• **About this exercise**: Please reproduce the records word for word, from their very beginning through the line containing "positive clicks: (212, 145) (220, 153)", and include that line.

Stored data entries
● ● ●
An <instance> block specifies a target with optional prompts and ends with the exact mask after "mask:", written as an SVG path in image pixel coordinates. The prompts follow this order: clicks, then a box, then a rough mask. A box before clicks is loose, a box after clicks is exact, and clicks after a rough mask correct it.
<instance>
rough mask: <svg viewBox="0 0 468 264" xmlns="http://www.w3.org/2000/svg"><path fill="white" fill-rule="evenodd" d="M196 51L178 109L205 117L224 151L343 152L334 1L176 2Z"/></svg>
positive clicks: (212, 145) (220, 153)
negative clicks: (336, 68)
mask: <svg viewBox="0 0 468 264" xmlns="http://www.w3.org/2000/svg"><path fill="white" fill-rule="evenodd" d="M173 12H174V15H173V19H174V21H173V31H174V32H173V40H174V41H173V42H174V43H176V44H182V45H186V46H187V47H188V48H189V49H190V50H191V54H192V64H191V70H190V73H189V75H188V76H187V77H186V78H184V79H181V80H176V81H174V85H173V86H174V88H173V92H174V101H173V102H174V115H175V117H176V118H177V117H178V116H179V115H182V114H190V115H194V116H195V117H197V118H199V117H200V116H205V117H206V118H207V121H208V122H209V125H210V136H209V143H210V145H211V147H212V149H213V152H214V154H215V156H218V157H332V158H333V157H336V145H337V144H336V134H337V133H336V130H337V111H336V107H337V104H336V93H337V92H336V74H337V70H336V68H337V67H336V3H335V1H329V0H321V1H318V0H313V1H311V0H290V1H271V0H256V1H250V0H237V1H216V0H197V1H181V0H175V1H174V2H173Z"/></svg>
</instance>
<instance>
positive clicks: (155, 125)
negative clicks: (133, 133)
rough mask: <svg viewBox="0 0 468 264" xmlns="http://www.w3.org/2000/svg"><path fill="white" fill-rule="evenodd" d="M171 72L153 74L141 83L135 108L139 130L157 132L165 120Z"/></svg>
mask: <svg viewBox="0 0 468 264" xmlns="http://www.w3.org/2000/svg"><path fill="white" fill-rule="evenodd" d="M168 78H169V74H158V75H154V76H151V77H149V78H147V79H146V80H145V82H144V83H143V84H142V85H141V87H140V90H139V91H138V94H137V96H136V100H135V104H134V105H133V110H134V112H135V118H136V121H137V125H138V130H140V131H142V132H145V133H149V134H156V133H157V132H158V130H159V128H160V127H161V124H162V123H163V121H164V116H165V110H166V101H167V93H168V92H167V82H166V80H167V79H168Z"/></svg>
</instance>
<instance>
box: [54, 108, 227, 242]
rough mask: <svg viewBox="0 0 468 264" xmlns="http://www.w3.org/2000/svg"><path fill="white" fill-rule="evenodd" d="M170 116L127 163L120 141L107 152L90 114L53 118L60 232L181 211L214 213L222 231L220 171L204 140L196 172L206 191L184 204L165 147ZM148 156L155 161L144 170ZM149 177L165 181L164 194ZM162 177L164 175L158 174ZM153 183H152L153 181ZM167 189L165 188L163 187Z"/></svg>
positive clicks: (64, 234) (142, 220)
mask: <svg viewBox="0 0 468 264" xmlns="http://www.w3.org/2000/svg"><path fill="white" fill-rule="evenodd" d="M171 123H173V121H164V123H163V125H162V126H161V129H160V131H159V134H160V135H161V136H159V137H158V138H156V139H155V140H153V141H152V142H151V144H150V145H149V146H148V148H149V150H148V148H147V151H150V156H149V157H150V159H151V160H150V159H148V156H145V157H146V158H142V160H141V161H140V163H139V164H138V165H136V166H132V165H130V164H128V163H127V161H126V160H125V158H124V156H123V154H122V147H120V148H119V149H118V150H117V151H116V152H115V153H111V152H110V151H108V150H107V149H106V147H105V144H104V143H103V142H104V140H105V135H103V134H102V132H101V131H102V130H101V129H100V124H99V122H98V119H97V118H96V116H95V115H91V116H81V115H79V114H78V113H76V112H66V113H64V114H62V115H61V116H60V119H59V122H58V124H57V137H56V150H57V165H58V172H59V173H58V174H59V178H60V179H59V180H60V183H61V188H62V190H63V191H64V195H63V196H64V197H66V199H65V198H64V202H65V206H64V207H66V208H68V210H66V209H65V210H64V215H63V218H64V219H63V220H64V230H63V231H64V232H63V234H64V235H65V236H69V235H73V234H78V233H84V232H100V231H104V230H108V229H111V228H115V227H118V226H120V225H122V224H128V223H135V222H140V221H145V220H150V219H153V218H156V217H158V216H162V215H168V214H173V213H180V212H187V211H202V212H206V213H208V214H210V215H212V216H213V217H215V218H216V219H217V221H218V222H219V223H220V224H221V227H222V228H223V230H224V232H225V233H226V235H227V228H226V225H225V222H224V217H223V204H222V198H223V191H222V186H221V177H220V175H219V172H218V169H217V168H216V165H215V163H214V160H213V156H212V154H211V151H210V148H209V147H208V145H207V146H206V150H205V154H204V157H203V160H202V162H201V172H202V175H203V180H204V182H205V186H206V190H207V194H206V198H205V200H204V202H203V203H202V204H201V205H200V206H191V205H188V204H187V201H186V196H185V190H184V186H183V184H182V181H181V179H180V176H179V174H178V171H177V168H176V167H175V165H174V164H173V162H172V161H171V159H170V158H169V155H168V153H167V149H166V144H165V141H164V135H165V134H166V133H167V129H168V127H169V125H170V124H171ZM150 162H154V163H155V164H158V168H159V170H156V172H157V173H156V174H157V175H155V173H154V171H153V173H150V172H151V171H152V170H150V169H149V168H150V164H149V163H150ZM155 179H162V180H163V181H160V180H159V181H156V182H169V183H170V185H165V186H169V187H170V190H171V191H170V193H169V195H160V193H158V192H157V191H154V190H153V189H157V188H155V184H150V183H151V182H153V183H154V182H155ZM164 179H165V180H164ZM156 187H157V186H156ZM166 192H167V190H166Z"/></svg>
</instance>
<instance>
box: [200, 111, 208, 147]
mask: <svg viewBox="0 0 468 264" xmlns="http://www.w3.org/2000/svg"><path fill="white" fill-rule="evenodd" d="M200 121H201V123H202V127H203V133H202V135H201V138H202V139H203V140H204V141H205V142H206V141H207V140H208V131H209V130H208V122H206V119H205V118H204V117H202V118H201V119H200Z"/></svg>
● ● ●
• **Output for this task**:
An <instance> block specifies a target with optional prompts and ends with the exact mask after "mask:", written as an SVG path in image pixel coordinates. The prompts follow this order: clicks, then a box, then a rough mask. A box before clicks is loose, a box after clicks is exact, and clicks after a rough mask correct it.
<instance>
rough mask: <svg viewBox="0 0 468 264" xmlns="http://www.w3.org/2000/svg"><path fill="white" fill-rule="evenodd" d="M196 51L178 109L205 117L224 151L343 152L334 1L176 2Z"/></svg>
positive clicks: (212, 145) (220, 153)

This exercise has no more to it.